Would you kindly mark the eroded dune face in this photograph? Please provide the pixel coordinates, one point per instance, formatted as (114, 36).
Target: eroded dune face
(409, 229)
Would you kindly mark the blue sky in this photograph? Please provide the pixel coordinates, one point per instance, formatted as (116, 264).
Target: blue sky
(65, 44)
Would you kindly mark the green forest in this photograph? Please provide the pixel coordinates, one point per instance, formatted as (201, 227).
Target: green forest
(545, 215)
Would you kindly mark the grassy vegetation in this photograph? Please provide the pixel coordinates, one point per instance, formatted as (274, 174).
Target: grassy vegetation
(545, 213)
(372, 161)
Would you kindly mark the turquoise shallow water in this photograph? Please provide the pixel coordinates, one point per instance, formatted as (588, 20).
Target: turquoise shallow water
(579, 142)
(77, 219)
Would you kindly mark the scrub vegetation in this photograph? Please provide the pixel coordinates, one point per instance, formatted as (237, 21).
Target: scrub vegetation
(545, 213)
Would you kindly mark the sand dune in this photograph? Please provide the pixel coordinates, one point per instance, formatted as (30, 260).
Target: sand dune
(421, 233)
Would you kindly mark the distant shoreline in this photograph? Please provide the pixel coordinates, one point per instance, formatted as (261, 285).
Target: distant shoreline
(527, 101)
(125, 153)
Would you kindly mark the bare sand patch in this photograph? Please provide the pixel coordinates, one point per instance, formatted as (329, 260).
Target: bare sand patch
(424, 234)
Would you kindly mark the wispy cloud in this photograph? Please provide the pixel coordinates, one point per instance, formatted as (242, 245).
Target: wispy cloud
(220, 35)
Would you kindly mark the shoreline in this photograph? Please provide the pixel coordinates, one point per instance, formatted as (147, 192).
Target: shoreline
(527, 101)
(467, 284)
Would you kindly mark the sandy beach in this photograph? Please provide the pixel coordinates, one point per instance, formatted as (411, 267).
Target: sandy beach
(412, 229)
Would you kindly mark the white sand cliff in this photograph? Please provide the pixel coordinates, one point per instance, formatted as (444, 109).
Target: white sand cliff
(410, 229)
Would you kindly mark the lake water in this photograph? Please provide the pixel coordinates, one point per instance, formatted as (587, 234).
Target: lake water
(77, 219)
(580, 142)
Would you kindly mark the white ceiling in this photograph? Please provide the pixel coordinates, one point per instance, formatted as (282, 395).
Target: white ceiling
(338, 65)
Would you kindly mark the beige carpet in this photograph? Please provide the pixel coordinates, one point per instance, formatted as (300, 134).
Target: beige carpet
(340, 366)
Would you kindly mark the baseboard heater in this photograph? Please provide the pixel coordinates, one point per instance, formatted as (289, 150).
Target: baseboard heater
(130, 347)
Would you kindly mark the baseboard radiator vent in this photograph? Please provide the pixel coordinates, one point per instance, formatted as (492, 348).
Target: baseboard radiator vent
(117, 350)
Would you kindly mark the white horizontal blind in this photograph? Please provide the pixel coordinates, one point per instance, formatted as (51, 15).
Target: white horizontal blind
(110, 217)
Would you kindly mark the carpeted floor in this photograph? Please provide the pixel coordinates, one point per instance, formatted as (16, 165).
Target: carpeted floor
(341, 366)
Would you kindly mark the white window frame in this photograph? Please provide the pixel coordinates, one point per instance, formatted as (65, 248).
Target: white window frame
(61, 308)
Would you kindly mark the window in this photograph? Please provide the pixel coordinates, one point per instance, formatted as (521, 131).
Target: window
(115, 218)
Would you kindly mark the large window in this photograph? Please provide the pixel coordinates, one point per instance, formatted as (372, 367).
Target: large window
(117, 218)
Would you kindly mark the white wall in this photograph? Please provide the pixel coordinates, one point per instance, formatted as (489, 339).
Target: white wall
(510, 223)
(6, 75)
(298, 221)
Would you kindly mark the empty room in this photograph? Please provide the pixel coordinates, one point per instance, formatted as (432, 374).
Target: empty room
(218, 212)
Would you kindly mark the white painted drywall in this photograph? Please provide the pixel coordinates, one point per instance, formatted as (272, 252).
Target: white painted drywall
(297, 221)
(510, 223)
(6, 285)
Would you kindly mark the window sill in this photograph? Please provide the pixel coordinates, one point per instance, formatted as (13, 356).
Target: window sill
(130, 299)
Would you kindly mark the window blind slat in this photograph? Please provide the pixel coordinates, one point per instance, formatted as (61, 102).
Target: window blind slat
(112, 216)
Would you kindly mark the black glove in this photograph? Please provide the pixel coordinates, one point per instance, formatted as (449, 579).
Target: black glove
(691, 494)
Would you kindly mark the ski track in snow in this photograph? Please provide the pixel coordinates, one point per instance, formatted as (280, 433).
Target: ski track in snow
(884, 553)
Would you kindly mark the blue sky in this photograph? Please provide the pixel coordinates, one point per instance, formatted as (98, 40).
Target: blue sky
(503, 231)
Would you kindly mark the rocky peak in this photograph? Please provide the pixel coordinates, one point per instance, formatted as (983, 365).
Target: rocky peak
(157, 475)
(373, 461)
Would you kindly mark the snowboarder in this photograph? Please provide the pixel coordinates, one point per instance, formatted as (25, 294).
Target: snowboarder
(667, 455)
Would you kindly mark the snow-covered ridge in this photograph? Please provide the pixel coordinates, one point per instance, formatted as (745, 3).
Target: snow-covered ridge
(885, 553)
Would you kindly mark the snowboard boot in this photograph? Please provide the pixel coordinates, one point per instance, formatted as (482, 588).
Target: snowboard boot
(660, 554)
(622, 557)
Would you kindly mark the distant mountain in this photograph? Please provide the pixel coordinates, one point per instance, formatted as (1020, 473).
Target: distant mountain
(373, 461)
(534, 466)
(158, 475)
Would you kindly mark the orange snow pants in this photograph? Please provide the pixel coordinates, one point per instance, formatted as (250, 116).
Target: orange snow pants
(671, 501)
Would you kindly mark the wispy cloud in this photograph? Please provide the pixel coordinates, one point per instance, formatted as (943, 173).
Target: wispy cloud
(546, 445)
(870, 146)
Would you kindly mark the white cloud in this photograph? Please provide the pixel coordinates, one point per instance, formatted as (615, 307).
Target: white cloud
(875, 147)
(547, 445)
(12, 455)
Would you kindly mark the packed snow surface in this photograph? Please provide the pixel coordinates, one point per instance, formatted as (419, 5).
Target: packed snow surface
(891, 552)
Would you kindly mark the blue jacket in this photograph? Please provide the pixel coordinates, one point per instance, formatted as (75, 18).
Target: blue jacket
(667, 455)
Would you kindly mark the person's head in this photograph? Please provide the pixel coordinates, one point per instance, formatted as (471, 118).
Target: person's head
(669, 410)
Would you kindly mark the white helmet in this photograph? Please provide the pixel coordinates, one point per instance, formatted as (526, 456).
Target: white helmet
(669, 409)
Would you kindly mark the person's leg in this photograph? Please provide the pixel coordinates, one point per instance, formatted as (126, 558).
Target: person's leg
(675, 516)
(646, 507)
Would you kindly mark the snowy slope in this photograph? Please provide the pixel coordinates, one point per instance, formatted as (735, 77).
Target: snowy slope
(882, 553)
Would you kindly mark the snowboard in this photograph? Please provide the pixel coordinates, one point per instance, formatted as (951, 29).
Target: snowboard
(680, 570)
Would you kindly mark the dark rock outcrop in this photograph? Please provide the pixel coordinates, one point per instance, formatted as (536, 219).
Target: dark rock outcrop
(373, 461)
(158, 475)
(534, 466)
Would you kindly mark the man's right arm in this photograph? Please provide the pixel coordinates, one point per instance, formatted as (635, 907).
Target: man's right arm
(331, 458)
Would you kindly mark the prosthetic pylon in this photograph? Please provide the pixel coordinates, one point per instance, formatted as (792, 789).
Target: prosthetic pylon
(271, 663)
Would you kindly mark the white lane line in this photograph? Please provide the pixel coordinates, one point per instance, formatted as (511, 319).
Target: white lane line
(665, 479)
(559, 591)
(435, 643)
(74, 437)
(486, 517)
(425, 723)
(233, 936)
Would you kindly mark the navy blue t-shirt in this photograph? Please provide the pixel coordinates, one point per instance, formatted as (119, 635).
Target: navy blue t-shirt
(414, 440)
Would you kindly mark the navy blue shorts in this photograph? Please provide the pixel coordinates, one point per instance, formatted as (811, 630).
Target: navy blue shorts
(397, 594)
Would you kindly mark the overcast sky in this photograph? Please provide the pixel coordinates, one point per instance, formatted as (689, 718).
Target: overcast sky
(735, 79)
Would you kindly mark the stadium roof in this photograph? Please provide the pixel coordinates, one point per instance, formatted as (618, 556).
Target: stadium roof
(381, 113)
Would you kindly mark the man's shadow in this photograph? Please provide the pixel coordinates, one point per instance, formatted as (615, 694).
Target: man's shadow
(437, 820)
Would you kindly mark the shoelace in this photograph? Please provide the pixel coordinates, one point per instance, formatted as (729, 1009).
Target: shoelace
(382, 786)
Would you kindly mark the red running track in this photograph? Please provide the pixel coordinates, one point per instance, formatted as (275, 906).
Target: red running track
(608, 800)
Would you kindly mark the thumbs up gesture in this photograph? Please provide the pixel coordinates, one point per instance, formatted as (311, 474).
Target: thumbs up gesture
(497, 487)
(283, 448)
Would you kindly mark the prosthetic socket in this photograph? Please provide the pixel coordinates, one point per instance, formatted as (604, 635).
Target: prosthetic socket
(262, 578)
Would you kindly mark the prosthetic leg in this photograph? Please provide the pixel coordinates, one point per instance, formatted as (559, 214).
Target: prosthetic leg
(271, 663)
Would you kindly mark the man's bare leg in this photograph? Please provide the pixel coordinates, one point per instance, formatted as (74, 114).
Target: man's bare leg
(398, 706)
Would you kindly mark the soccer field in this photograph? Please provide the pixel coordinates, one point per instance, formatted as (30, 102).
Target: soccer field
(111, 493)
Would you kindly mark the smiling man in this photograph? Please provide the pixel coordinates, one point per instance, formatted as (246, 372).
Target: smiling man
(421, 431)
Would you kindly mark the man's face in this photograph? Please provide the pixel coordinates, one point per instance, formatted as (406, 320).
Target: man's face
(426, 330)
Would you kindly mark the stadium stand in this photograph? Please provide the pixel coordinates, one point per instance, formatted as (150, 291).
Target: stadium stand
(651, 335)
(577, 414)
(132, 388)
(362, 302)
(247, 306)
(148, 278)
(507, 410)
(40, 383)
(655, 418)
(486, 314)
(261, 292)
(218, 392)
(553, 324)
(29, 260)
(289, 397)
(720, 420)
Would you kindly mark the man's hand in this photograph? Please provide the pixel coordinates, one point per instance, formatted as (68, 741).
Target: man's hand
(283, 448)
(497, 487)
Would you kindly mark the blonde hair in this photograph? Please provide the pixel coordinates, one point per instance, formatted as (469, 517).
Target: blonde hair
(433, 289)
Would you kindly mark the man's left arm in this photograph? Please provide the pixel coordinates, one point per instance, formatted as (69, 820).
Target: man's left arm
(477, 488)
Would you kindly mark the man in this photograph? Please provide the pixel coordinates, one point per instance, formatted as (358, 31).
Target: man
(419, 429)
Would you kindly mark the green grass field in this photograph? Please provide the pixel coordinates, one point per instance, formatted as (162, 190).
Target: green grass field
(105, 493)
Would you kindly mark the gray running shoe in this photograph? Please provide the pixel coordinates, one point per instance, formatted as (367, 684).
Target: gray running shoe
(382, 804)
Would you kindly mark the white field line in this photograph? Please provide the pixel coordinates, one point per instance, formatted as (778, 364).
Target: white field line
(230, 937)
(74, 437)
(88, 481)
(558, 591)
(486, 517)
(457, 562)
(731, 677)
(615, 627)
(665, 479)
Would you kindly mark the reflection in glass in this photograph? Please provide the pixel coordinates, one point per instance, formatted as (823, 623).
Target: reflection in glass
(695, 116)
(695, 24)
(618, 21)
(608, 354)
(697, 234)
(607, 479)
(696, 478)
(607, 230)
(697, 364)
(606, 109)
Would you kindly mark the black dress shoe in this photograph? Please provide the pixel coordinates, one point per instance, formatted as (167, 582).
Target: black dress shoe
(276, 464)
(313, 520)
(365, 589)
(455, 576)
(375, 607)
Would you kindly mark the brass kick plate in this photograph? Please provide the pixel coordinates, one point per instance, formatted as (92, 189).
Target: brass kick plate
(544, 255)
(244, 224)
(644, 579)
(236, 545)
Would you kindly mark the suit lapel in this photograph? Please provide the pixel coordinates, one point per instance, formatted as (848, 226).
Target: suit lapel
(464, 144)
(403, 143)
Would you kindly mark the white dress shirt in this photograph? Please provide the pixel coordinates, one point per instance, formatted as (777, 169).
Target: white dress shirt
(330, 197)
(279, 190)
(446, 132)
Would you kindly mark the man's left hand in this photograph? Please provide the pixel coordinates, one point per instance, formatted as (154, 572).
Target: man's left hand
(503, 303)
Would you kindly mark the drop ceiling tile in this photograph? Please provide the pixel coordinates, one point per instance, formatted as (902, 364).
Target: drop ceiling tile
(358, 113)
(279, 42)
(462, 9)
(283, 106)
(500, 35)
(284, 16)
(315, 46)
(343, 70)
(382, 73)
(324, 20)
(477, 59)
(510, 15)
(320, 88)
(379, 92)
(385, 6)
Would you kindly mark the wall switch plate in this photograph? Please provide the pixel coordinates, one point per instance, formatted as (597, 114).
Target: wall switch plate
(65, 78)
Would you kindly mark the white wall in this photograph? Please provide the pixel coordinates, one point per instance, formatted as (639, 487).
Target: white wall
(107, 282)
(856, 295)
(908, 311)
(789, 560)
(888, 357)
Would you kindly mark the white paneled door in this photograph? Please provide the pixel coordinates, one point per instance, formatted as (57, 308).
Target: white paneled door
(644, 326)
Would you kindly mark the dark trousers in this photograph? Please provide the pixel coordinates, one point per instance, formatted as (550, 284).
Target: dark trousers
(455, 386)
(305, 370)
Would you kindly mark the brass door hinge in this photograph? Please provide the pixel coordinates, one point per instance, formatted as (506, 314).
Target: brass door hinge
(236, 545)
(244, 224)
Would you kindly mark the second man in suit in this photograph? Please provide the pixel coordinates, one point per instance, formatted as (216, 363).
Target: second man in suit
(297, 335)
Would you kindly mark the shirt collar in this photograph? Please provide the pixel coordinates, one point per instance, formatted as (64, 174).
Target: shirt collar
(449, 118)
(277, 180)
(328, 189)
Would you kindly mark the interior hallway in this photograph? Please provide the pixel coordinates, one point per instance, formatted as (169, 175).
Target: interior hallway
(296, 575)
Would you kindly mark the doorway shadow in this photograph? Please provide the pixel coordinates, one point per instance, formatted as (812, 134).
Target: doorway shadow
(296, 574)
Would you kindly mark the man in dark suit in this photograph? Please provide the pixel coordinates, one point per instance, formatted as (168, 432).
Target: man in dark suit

_ _ _ _ _ _ _

*SET TASK*
Extract, verbatim, the lines from the one containing "Would you kindly mark the dark trousers" through the last line of the listing above.

*FINAL RESULT*
Would you kindly mark the dark trousers in this photograph? Please provide the pixel coordinates, one point per instance, formatted as (550, 284).
Target: dark trousers
(455, 386)
(305, 370)
Would you kindly mark the brass door hinge in this photograph? Please provide the pixel coordinates, one point per instance, formatted as (506, 314).
Target: brass door hinge
(236, 545)
(244, 224)
Would you kindly mark the second man in suit in this photograph? Please provide the pixel coordinates, one point per instance, formatted as (216, 363).
Target: second man in suit
(297, 335)
Would you kindly mark the shirt collar in this photograph? Please provide the pixel coordinates, one point per instance, formatted as (64, 174).
Target: shirt collar
(449, 118)
(277, 180)
(328, 189)
Would you kindly mark the interior hallway in this photograph? Please provide the pixel coordinates, one point per instance, formatted as (169, 175).
Target: interior hallway
(296, 575)
Would you kindly mark the doorway shadow in this photograph? Please provide the pixel coordinates, one point per instance, formatted as (812, 134).
Target: doorway shadow
(296, 574)
Would you kindly mark the man in dark suit in this photograph? Please provide the pixel coordinates, one point per instance, formatted as (168, 432).
Target: man in dark suit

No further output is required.